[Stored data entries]
+-------+

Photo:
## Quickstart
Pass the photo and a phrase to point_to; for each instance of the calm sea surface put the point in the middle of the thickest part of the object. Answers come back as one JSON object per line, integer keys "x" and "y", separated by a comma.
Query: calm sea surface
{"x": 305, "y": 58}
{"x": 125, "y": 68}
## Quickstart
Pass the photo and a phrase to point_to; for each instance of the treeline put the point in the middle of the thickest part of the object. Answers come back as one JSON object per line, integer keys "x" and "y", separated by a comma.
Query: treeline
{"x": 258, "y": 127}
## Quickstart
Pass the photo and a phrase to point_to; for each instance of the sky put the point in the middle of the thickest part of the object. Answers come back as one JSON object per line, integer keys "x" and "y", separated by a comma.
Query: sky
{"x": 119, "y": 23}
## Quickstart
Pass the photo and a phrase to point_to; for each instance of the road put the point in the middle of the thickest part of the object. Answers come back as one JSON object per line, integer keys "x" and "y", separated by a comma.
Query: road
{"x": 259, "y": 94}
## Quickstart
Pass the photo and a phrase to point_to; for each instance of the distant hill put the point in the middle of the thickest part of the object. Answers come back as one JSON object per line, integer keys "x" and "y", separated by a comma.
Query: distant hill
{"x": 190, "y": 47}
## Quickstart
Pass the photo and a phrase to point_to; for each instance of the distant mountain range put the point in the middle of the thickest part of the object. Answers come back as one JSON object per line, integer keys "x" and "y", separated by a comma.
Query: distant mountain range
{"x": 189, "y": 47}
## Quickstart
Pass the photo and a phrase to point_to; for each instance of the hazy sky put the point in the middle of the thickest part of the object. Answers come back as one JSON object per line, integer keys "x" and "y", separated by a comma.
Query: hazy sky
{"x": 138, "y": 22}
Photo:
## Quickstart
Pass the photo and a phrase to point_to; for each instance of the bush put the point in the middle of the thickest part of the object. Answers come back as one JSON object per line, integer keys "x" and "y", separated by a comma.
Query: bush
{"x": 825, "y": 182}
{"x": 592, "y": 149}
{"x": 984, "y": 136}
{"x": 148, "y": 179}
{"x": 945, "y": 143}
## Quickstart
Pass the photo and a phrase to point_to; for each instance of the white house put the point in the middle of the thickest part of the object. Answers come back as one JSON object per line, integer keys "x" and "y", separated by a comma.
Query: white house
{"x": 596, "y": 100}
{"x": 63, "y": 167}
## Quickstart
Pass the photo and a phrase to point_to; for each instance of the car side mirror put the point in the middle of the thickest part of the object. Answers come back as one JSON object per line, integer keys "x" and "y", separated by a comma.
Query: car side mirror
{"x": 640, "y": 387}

+-------+

:: Task description ::
Retype all the records, matching them exactly.

:: Problem solution ::
Photo:
## Quickstart
Pass the photo and a phrase to point_to; for each instance of the calm sea surface put the point in the middle of the thickest part of the object. Answers come back as one JSON object per line, integer keys "x" and "y", separated by a comma.
Query: calm sea surface
{"x": 305, "y": 58}
{"x": 125, "y": 68}
## Quickstart
Pass the photo and a phrase to point_to; for each instance of the treeline put the point in the middle of the thickest part of the object. Answers come back as one JSON object per line, integer keys "x" and "y", separated by a comma.
Query: treeline
{"x": 258, "y": 127}
## Quickstart
Pass the photo and a phrase to point_to; for each instance of the sky put the point in the middle of the thickest part of the object. Answers come back as one JSON object per line, integer keys "x" and "y", separated by a comma.
Query: sky
{"x": 119, "y": 23}
## Quickstart
Pass the photo and a phrase to point_to; for each instance of the road put the point in the middle of the thickest part of the object. Answers come back as one JSON object per line, integer keys "x" and "y", separated by a comma.
Query: road
{"x": 259, "y": 94}
## Quickstart
Pass the photo and a phrase to point_to; for each instance of the distant hill put the point in the middle of the thickest part of the object. Answers come back as one JSON object per line, integer keys "x" and "y", separated by a comma.
Query: distant hill
{"x": 190, "y": 47}
## Quickstart
Pass the photo and a phrase to point_to; for each instance of the distant mountain range put the point in the middle of the thickest part of the object. Answers come back as one JSON object per line, integer keys "x" and "y", separated by a comma.
Query: distant mountain range
{"x": 189, "y": 47}
## Quickstart
Pass the photo and a phrase to point_to; for each instance of the hazy sky put the point in the middle of the thickest part of the object. Answers come back as one JSON object per line, integer keys "x" and "y", separated by a comma.
Query: hazy sky
{"x": 138, "y": 22}
Photo:
## Quickstart
Pass the photo and a phrase to point_to; for each instance of the bush put the point in the middle of the thickest part of the object. Answers come back as one JSON object per line, integer keys "x" and "y", separated by a comma.
Query: bush
{"x": 825, "y": 182}
{"x": 592, "y": 149}
{"x": 984, "y": 136}
{"x": 148, "y": 179}
{"x": 945, "y": 143}
## Quickstart
Pass the photo and a phrase to point_to; for each instance of the white house put the point in the middle of the thickest part of the object. Answers come back as one JSON object per line, integer keys "x" and "y", separated by a comma.
Query: white house
{"x": 596, "y": 100}
{"x": 63, "y": 167}
## Quickstart
Pass the photo and a phrase to point_to; for each instance of the car side mirror put the point in the middle of the thickest part of the object. Answers come back as one JSON object per line, integer keys "x" and "y", separated by a comma.
Query: car side mirror
{"x": 640, "y": 387}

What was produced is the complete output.